• Source records
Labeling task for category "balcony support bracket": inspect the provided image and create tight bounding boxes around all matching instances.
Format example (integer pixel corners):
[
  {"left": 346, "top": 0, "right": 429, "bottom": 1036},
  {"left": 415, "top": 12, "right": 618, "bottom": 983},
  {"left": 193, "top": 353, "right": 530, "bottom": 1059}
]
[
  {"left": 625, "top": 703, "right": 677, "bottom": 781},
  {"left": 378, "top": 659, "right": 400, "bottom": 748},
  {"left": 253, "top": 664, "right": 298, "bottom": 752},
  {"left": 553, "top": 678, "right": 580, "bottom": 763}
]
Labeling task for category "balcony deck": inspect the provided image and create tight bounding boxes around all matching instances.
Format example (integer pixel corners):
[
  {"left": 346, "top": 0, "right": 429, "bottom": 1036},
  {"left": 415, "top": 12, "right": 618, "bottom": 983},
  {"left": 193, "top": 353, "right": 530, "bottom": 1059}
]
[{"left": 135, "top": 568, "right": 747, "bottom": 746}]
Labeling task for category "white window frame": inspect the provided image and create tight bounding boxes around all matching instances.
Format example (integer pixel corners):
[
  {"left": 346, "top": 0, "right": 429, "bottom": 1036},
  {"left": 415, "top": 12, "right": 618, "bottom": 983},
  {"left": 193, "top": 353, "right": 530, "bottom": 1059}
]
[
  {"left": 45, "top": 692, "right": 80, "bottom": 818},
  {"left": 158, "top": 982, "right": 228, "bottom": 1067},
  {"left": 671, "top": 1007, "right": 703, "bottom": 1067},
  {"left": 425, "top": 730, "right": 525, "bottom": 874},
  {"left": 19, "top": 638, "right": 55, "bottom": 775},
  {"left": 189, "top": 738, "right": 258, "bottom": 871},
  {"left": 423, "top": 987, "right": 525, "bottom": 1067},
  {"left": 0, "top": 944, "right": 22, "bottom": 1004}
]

• Exercise objective
Count the lines in the records above that contain the word "tight", and reply with the number only.

• Correct result
3